Supplied data:
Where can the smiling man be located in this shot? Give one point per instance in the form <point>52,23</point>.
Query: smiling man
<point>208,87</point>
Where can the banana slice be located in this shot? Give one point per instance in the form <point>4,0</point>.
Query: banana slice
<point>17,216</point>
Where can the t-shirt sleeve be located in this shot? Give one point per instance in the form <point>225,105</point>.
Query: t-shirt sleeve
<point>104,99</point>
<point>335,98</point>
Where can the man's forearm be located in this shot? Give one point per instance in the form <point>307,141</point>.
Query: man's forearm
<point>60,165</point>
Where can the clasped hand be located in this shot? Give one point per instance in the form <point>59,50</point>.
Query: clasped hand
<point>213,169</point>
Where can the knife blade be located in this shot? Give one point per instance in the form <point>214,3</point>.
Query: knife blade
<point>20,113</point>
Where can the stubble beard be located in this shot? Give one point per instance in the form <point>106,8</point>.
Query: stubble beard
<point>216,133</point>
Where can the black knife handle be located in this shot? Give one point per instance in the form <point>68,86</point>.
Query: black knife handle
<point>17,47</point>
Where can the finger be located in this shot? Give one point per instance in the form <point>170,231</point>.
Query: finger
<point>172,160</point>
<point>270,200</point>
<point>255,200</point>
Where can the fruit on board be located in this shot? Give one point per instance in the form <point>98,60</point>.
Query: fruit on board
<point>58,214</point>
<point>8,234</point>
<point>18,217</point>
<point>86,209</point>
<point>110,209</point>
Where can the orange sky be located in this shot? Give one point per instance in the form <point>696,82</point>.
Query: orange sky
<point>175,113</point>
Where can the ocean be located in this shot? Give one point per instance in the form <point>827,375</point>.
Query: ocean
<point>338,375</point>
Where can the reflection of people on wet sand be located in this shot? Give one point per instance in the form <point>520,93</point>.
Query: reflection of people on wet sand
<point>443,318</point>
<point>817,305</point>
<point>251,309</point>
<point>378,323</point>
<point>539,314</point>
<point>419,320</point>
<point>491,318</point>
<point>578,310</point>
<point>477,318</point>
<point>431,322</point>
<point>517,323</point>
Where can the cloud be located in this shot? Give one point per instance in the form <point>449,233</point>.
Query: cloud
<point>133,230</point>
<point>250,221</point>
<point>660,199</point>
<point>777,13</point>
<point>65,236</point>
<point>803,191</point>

Task instructions:
Write the complete data out, exactly as above.

Completed task:
Where can the smiling man be located in this shot? Give one point per instance in the form <point>52,23</point>.
Query: smiling man
<point>208,87</point>
Where can the banana slice be located in this shot? Give one point per instance in the form <point>4,0</point>.
Query: banana slice
<point>17,216</point>
Where can the t-shirt sleeve be located in this shot? Give one point per instance in the form <point>225,105</point>.
Query: t-shirt sleeve
<point>104,99</point>
<point>335,98</point>
Where can the man's forearm be located in this shot? Give one point per instance in the form <point>307,141</point>.
Query: man's forearm
<point>60,165</point>
Where can the clasped hand be located in this shot? Give one point per instance in the form <point>59,50</point>.
Query: clasped hand
<point>213,169</point>
Where can the knife blade be located in this shot? Give one point per instance in the form <point>214,3</point>.
Query: knife blade
<point>20,113</point>
Where can the stubble beard be located in this shot? Give one point per instance in the form <point>106,8</point>.
Query: stubble beard
<point>216,133</point>
Where can the black knife handle be located in this shot? Give one point per instance in the form <point>68,86</point>.
Query: black knife handle
<point>17,47</point>
Where can the finger be located in this shot? Give one point per instance in the form <point>170,231</point>.
Query: finger
<point>172,160</point>
<point>270,200</point>
<point>255,200</point>
Where can the fruit on board be located in this shot? Give one point per instance in the form <point>98,60</point>.
Query: fruit on board
<point>58,214</point>
<point>8,234</point>
<point>18,217</point>
<point>86,209</point>
<point>110,209</point>
Where can the orange sky be located in this shot? Give one point per instance in the form <point>696,82</point>.
Query: orange sky
<point>175,113</point>
Where can the ocean be located in this shot? Give one point per instance in the form <point>827,375</point>.
Query: ocean
<point>338,375</point>
Where can the reflection of people on wet sand be located in this shot? Give one point per instance in the form <point>520,93</point>.
Query: reflection of people on wet sand
<point>443,318</point>
<point>817,305</point>
<point>251,309</point>
<point>378,323</point>
<point>539,314</point>
<point>419,320</point>
<point>491,318</point>
<point>578,310</point>
<point>477,318</point>
<point>431,322</point>
<point>517,323</point>
Where can the cloud be located in this shot? Give one point per instance in the form <point>449,233</point>.
Query: cloud
<point>133,230</point>
<point>250,221</point>
<point>660,199</point>
<point>777,13</point>
<point>65,236</point>
<point>803,191</point>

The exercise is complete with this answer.